* Problem set
[a] In the LNG export passage, what export capacity does Qatar plan to reach by 2030?
[b] Pick up the LNG export passage after its final sentence and keep writing it.

* Selected extract

============

Analysts are also unsure how foreign competitors will adjust in the same time period. The five countries that export the most LNG after the U.S. are: Australia, Qatar, Russia and Malaysia.

Qatar, which fights for second place in LNG exports with Australia, announced in February that it plans to expand its export capacity 85%, to 142 million tonnes per annum (mtpa) by 2030, or about a quarter of the world’s LNG supply. Some market analysts believe the expansion could threaten the funding of several U.S. LNG projects that are waiting for permits from the U.S. Department of Energy, Reuters reported.

President Joe Biden’s administration put a pause on LNG permitting in January.  

Russia, which drew U.S. and European sanctions following its invasion of Ukraine, is struggling to maintain its current level of exports and may soon run into more trouble with moving product to the market.

Russia’s Arctic LNG 2 suspended operations at the end of March in response to Western sanctions and a shortage of tankers, Reuters reported. Project managers had hoped to start commercial deliveries within first-quarter 2024. Russia is currently the world’s fourth-largest LNG exporter at 32.6 mtpa.

Europe, which had been Russia’s largest LNG customer, is considering further steps of separation.

At the end of March, European natural gas storage levels were at 58%, a record for the end of the heating season, according to Gas Infrastructure Europe. The surplus is causing pressure to grow from within the European Commission, where some players are calling to ban Russian LNG. (Russian newspaper Kommersant reported in April that the country’s European LNG exports were actually increasing.)

============

* Dataset excerpts
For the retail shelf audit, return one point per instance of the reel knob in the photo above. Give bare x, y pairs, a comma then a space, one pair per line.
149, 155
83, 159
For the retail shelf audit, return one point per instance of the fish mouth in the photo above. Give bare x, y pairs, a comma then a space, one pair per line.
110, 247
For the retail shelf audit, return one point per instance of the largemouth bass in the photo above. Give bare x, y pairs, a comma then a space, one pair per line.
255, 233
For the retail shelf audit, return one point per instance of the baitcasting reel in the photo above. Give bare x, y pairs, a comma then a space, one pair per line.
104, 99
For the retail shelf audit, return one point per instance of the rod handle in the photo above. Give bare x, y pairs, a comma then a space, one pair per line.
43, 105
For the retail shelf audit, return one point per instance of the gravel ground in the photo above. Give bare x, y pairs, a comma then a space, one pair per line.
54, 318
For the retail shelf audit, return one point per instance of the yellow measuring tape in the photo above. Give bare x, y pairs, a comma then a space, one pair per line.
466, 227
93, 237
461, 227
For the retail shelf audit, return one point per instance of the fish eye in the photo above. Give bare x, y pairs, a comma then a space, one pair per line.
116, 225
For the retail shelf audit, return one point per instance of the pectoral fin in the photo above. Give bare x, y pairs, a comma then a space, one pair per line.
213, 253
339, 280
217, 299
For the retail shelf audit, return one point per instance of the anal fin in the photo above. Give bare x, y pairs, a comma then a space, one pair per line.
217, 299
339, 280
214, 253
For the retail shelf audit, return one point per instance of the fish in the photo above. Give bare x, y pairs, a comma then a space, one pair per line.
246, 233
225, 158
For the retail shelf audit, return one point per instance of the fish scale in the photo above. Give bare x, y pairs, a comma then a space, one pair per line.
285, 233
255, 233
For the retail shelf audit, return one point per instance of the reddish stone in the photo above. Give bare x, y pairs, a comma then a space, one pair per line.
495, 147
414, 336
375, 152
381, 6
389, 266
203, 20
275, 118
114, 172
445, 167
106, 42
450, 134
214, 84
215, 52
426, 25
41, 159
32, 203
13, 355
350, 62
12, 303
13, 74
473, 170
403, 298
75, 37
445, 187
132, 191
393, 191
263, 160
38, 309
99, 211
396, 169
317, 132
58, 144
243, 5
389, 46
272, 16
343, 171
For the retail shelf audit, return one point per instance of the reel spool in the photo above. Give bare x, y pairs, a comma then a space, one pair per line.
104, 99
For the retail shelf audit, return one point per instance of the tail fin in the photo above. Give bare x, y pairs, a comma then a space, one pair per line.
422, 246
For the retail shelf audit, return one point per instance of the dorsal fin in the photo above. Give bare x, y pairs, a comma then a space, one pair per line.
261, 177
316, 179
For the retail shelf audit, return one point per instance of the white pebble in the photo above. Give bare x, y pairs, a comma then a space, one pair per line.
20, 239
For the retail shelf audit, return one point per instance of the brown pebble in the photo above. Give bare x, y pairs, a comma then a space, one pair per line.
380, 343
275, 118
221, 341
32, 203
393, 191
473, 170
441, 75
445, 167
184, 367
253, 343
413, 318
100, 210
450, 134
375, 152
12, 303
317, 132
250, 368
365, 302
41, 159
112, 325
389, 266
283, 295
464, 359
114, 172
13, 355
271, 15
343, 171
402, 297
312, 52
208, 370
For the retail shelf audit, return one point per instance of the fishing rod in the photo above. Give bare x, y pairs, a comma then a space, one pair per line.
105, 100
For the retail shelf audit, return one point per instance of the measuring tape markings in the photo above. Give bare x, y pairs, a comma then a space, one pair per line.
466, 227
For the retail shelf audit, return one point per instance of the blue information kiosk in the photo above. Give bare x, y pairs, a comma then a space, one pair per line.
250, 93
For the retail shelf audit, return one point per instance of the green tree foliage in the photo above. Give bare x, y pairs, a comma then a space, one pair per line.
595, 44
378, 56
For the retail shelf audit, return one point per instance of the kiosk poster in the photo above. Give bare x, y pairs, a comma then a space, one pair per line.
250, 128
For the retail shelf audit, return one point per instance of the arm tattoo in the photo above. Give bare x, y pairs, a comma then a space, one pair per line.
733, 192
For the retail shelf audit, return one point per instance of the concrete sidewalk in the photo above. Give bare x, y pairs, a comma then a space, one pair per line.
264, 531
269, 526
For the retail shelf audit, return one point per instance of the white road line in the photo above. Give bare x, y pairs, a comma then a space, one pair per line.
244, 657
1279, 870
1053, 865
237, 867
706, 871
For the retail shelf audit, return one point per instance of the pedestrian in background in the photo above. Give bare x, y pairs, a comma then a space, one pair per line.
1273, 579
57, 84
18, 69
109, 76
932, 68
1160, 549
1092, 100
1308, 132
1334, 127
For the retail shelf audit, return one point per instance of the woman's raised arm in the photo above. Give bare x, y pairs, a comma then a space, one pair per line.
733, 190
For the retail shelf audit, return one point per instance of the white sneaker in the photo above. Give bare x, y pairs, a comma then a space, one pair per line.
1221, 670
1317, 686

============

* Set of answers
[a] 142 million tonnes per annum (mtpa)

[b]
Rising domestic demand

rising energy demand
The rapid growth of artificial intelligence is driving increasing energy consumption to power large-scale data processing centers used to support the burgeoning industry. (Source: Shutterstock)

Beyond the international market, producers are also seeing increasing demand at home, corresponding to the rapid growth of data centers and continuing retirement of coal-fired power plants. However, the growth in both sectors is difficult to predict, McNamara said.

Like natural gas, many utilities see coal as a cheap option which they are reluctant to eliminate, despite public pressure to decrease emissions of carbon and particulates. According to Enverus, whenever gas prices move above $4/MMBtu, utilities use more coal, causing the gas consumption to drop by about 1/Bcf/d.

“The main point we want to talk about here is just that, despite capacity going down, coal utilization is still pretty sticky,” McNamara said.

The power increase caused by artificial intelligence (AI) data centers is more difficult to predict. There has been a “ton of hype around AI,” McNamara said.

AI has received a great deal of attention from the energy industry because a rapid continual growth of the sector would require a massive increase in power supplies. In an October 2023 interview with the Scientific American, data scientist Alex de Vries said that if everyone started using ChatGPT for internet queries instead of Google, the extra power requirements would be like adding a country the size of Ireland to the world’s power grid.

However, determining the size of the electrical demand and a corresponding rise in gas demand has been difficult for analyst to calculate so far.   

“We don’t have certainty about what our power demand forecast would be for AI,” McNamara said. “We’re still running our numbers. There’s definitely some uncertainty there.”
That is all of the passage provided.